Start of Document text
"Cycling is one of the few sports where having an atypical brain is really useful" - Harry Sweeny hopes to break the autism taboo in the peloton

There are professional cyclists with diabetes (mainly thanks to American Novo Nordisk) but riders with autism is still something the audience may not be ready yet. EF Education-EasyPost's Harry Sweeny would like to change their view and break the taboo in the peloton.

"The only reason I became a professional cyclist is because of the structure of my brain," Sweeny tells American website Escape Collective. "I work obsessively on the things I'm bad at, and also work obsessively on the things I'm good at to make sure I don't lose that level. It's almost like an addiction without the drug."

However Sweeny can see positive aspects of his difference as professional cyclist. "Being neurodivergent is a huge advantage for me as a rider, because cycling is one of the few sports where having an atypical brain is really useful."

Sweeny is not the only rider who suffers from an autism spectrum disorder. Great cyclists such as Greg LeMond, his boss Jonathan Vaughters and even the German Tour winner Jan Ullrich also announced after their cycling career that they had a certain form of autism. However, Sweeny is the first rider to share his diagnosis with the world during his career. According to the 25-year-old Australian, many of his colleagues also have ASD, but they just don't know it yet.

"There is more and more research showing that people at the absolute top in their profession are much more likely to have an atypical brain than the rest. The more I learn about it, the more I also see that there are a lot of pros who have autism but just don't know it. I think sports brings that out in people. To get to the top, you not only have to have talent, but also be obsessive about your profession or hyper-focused. And there are many colleagues in whom I see this."
End of Document text
Start of Provided records
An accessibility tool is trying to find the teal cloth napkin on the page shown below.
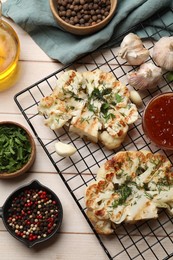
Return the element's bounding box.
[2,0,173,64]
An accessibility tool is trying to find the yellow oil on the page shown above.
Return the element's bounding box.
[0,21,20,91]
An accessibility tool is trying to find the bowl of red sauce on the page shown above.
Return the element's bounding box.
[142,92,173,150]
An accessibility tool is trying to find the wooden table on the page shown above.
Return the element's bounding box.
[0,19,107,260]
[0,14,173,260]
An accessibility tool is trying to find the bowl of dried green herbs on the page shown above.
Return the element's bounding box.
[0,121,36,179]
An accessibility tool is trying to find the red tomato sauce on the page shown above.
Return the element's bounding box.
[143,93,173,149]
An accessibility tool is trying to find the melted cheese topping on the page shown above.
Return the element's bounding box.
End of Provided records
List every person named in the cycling article.

- Harry Sweeny
- Greg LeMond
- Jonathan Vaughters
- Jan Ullrich